STATED GOAL ::
Transcribe the records in full, keeping every character as it is.

[start of EXTRACTED INFORMATION]

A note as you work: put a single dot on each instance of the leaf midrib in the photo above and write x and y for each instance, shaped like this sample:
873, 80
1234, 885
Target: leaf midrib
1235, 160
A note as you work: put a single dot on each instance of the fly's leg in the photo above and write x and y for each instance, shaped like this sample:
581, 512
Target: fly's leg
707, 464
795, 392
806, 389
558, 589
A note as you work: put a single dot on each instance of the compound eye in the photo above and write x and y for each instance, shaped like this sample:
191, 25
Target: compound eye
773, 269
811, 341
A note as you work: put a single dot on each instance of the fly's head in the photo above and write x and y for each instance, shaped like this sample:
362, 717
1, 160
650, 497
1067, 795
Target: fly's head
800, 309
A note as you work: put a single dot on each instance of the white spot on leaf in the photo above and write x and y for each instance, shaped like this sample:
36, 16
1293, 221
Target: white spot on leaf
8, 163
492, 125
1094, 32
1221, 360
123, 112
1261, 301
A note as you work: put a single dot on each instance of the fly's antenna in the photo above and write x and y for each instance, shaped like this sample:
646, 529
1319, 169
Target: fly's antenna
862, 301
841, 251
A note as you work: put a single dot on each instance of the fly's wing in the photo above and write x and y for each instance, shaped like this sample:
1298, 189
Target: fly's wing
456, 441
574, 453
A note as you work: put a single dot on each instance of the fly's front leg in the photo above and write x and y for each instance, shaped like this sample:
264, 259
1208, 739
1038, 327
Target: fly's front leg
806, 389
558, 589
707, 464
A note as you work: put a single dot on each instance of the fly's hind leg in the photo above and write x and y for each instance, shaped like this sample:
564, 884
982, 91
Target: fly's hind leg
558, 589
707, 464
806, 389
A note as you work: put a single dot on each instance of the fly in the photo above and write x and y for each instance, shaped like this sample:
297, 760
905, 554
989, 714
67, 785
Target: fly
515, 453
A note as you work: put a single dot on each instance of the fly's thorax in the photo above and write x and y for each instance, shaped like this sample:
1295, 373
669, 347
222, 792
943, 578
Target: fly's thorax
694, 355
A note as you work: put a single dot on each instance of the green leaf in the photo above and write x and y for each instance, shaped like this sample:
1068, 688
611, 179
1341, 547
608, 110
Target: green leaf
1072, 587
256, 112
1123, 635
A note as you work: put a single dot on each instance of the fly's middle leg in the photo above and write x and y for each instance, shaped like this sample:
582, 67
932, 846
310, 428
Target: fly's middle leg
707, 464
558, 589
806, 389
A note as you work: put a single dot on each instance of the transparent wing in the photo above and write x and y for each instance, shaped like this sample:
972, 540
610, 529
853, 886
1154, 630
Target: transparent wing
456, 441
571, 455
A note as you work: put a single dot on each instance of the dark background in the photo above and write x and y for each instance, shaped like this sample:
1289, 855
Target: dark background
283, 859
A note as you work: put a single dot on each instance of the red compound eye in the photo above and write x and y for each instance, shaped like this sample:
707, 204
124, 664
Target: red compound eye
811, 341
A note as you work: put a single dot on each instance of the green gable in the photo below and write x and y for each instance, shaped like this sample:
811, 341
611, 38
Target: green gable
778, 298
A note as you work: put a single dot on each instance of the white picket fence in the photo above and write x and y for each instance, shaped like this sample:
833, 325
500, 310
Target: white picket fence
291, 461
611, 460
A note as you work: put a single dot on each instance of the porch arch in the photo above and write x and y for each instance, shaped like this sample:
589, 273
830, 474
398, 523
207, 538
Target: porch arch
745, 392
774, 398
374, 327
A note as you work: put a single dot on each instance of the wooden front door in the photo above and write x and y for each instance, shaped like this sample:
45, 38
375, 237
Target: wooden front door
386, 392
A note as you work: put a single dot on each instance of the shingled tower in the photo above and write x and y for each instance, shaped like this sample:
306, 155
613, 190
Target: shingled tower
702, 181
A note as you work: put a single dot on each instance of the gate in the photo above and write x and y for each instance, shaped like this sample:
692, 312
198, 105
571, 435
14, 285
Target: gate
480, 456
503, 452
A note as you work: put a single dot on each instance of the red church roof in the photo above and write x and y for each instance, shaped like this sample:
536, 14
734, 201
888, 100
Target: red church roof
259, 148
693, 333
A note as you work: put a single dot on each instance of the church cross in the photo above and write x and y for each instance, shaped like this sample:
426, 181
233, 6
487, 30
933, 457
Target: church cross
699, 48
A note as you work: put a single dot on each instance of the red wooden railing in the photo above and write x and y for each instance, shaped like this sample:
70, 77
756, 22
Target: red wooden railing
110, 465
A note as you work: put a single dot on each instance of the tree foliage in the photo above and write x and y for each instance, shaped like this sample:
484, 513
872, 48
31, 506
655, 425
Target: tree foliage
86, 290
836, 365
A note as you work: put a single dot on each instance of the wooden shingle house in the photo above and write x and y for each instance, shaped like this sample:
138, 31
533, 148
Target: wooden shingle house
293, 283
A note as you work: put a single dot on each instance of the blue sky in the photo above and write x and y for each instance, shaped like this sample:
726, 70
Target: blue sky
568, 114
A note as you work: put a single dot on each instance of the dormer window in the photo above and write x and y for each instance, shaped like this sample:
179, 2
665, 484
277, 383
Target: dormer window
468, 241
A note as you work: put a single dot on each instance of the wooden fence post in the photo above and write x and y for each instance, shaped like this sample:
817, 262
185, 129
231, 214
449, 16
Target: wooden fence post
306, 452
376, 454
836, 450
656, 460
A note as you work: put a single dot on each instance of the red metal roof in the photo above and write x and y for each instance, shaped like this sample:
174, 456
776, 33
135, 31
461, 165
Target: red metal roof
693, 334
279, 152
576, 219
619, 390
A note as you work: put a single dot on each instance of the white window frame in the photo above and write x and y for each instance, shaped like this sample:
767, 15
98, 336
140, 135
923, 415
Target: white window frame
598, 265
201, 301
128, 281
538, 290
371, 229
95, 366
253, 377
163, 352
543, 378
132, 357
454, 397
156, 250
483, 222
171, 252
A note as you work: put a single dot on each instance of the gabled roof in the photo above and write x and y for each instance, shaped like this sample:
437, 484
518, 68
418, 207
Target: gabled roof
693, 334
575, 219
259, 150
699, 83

[end of EXTRACTED INFORMATION]

THE RESULT ::
A note as you work: put a single dot on each instance of the leaf midrib in the photo above and write x and y for each instance, shaped like this sample:
873, 80
1234, 885
Target: leaf midrib
1235, 160
A note as you work: put a single dot on each instance of the fly's leg in the photo above and write x and y for each instance, shaped like this sample:
581, 512
Target: fly's leg
707, 464
795, 392
806, 389
558, 589
A note as you work: put a single dot on each instance of the compound eye in the photo above and write x and y for each instance, shaped like this sample:
191, 25
Target: compound eye
773, 269
811, 341
A note as you work: put a single dot on each instance of the fly's head in the photo above and write x and y for each instance, shaped like this sample:
362, 717
1, 160
650, 497
1067, 795
Target: fly's head
800, 309
A note as you work: put a single dot on each instance of the white spot on leaf in the photo above and write x and y for each instance, shaped like this sample:
36, 16
1293, 221
Target: white spot on leaf
8, 163
492, 125
1094, 32
1221, 360
123, 112
1261, 301
A note as you work: put a single dot on each instance of the fly's antenna in the photo above and write x and y for each instance, shaped like this sample:
646, 529
1319, 169
Target: fly's antenna
862, 301
841, 251
A note as you work: put a single dot on each instance of the fly's wing in the photo above and write x and y for each instance, shaped like this sample:
1298, 189
Target: fly's wing
456, 441
574, 453
A note as you work: put a single dot on each instance of the fly's front leg in the photo above and write x and y for each instance, shaped like this sample:
264, 259
1208, 739
1038, 327
Target: fly's front leg
806, 389
558, 589
707, 464
A note as you work: put a single dot on each instance of the fly's hind leg in the photo above and write x and y for each instance, shaped like this sample:
564, 884
982, 91
Target: fly's hind leg
558, 589
707, 464
806, 389
A note as you work: put a single dot on each instance of the fly in the photo above and write x and y for each instance, shaped like this sample:
297, 760
905, 554
989, 714
67, 785
Target: fly
515, 453
A note as you work: put a single dot on each instance of the fly's thorax in the photo above and write x and y for each instance, shaped like this sample:
1295, 373
669, 347
222, 792
943, 578
Target: fly's thorax
694, 355
A note as you work: put a single dot on each instance of the green leaf in the photo above and write x and y for each instance, shaped like this sample:
1068, 688
611, 179
1341, 547
608, 110
Target: green leaf
1072, 587
256, 112
1123, 635
A note as you work: put a single dot on each instance of the fly's middle leg in the photo above and write x and y for each instance, shaped like this sample:
582, 67
932, 846
310, 428
Target: fly's middle leg
707, 464
558, 589
806, 389
A note as you work: put a single dot on each instance of the transparent wing in the photo above and write x and y for each instance, shaped like this sample:
972, 540
610, 529
853, 886
1154, 630
Target: transparent wing
456, 441
571, 455
A note as you work: put a single dot on each instance of the dark background in the photo above and write x and y for each instance, shaped like this sample:
1289, 855
Target: dark background
283, 859
A note as you work: put a single dot on each instance of the red compound eye in the photo above and write x and y for each instance, shaped like this sample:
707, 204
124, 664
Target: red compound eye
811, 341
A note as you work: put a single dot on each instance of the green gable in the photo below and write x and y for each instance, shaped like this sample:
811, 341
611, 38
Target: green gable
778, 298
A note as you work: put a single dot on each instance of the white picket fence in the photo above and write x and y for each instance, shaped like this sample:
833, 325
500, 310
Target: white picket fence
291, 461
611, 460
A note as you work: put a single dot on each instance of the porch arch in the photo above and write x and y for each instance, shaped like this sample:
589, 273
830, 474
398, 523
207, 538
Target: porch arch
745, 392
774, 398
374, 327
A note as you work: put a single dot on each instance of the wooden front door in the photo above and write x and y for each instance, shaped like this sample:
45, 38
375, 237
Target: wooden front door
386, 392
A note as you work: put a single dot on each instance of the shingled tower in the photo above and write x and y for each instance, shaped like this sample:
306, 155
613, 190
Target: shingled tower
702, 181
A note as you work: put a single dot on each instance of the gate in the photo above and write x and y for each instance, shaped like this sample:
692, 312
198, 105
571, 435
14, 285
Target: gate
480, 456
503, 452
A note as you work: put a single dot on each instance of the red church roof in the photo above and write x and y for each instance, shaped like this sample:
536, 14
734, 201
888, 100
Target: red church roof
259, 148
693, 333
A note as you work: put a single dot on each instance of the church cross in the photo above and write x and y for each instance, shaped like this sample:
426, 181
233, 6
487, 30
933, 457
Target: church cross
699, 48
A note as you work: put a single dot on each instance of the red wooden railing in the photo above and write x and y for each instance, shaped like this sample:
70, 77
756, 22
Target: red wooden railing
110, 465
A note as you work: put a single dot on each instance of the tree foliage in the photo above and write x and y for each instance, shaped like this sample:
484, 513
872, 48
31, 506
655, 425
Target: tree foliage
86, 290
836, 365
A note as you work: put a single dot on each instance of the wooden shingle house in the photo above and write x and y for each instance, shaped like this sample:
138, 31
533, 148
Target: wooden shingle house
293, 283
A note as you work: put a single dot on each instance of the blue sky in the photo above and write x and y for each instance, shaped like this sample:
726, 70
Target: blue sky
568, 114
A note as you work: put a single dot on each instance of the dormer window in the photo above and write x and y for each instance, shaped like this sample:
179, 2
665, 484
277, 383
Target: dormer window
468, 241
A note as you work: put a single dot on each instance of the wooden fence post in the photo above and write x and y for each instance, shaped like this sample:
817, 262
185, 129
231, 214
449, 16
Target: wooden fence post
306, 452
376, 454
836, 450
656, 460
A note as you work: put a single dot on each instance of the red metal roof in the photo above and write x and y for each instance, shaped like this sample:
174, 456
776, 33
135, 31
461, 165
Target: red metal roof
693, 334
279, 152
576, 219
619, 390
A note as you work: put a single dot on each instance of the white window frame in the photo above and write x and y for each instance, shaped like this sample:
767, 15
98, 336
140, 135
923, 415
Target: white window frame
598, 265
201, 301
128, 281
538, 290
371, 229
95, 366
253, 377
163, 352
543, 378
132, 357
454, 397
156, 250
483, 222
171, 252
A note as you work: put a single dot on each instance of the gabled roof in the photo above and write x and y for each instance, shaped like this sample:
437, 484
518, 68
418, 207
Target: gabled roof
693, 334
575, 219
259, 150
699, 83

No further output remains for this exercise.